● Aim
Identify every one of the lines below that includes the word "roof", and copy each such line.

═════ Material provided ═════

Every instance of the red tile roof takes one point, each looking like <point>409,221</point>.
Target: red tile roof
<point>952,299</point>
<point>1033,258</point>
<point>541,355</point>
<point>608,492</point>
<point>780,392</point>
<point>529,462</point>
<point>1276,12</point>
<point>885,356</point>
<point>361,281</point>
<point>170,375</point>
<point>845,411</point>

═════

● Task response
Every instance of the red tile roof takes one point, each looking like <point>409,221</point>.
Target: red tile roof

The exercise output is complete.